Low Power Design Techniques for today’s VLSI/ULSI chips

Low Power Design Techniques (from Sorin Dobre UCSD lecture)

User experience perspective

– Active Usage Time is the time interval to perform various tasks (audio play, voice calls, web browsing, video playback and game play) between two full battery charges

– Standby Time is the time interval ready to be activated.  Normally, this means only the radio is still occasionally running with the local cell towers to maintain time synchronization.  Other  functional tasks are not running. Minimize the leakage power will maximize the standby time.

Electrical Power Efficiency

– Power consumption to perform a set of tasks relative to performance targets,

– measured in (mW / MHz or mW / Perf target like mW / MIPS ) (MIPS = millions of instructions per second)

– Average power consumption

– Peak power consumption

Power consumption in digital systems

– Ptotal = Pactive + Pleakage

– Pactive = Pinternal + Pswitching

– Pswitching = aCV**2f (a = activity factor, C = capacitive load, V = voltage, f = frequency)

– Pinternal =  power consumed when input to CMOS gate changes but output does not change

Methods to reduce dynamic power (Pswitching)

– Reduce power supply voltage ( V )

– Reduce voltage swing in all nodes

– Reduce the switching probability (transition factor)

+++

*Things to do*.
**a)** In the low power design notes, what two terms add up to total power consumption?
**b)** Output the low power design notes starting with "Power consumption in" and going on through "f = frequency)".
**c)** Continue the low power design notes from the point where they stop.

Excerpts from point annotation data
+++

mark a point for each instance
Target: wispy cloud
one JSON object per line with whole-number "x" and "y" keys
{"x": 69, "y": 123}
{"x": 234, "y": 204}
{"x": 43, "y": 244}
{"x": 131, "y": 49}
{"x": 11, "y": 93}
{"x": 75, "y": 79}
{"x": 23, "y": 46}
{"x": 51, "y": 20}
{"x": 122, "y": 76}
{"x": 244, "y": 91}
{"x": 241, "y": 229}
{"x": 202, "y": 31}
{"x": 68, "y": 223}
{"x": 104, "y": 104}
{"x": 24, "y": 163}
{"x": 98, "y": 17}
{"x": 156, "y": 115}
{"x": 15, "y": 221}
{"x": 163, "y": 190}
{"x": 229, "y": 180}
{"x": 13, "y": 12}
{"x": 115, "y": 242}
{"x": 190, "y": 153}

+++

*Responses per task*.
**a)** Active power and leakage power (Ptotal = Pactive + Pleakage).

**b)**
Power consumption in digital systems

– Ptotal = Pactive + Pleakage

– Pactive = Pinternal + Pswitching

– Pswitching = aCV**2f (a = activity factor, C = capacitive load, V = voltage, f = frequency)

**c)**
– Reduce load capacitance

 

Low power implementation in today’s VLSI/ULSI chips require a holistic and concurrent approach
that includes collaboration and methodology between:
System level design
Architectural design
Software Hardware co-design
IP design:
–  Circuit design
–  Physical implementation of the IP
Physical design (chip/block level)
– Power verification and modeling
– Silicon correlation and validation

System Optimization

Power delivery network optimization:
– On die vs on board (PCB) voltage regulators
– Voltage regulators efficiency
– Voltage rails definition
– System level power management:
– Adaptive voltage scaling (AVS)
– Dynamic clock frequency and voltage scaling (DCVS)
– Static voltage scaling (SVS)
Analog vs digital processing system level optimization
Optimization at the system with the goal of moving most of the signal processing
(data transformation) in the digital domain. The power consumption in the digital
domain is scalable with the process technology scaling and with the system use
mode requirements.
Digitally assisted analog processing

Architectural Optimization

Memory hierarchy
On die vs. off die memory
Cache size (miss penalty)
Cache hierarchy (architecture)
Address space definition

Processor architecture
Von Neumann , Harvard
VLIW (high IPC)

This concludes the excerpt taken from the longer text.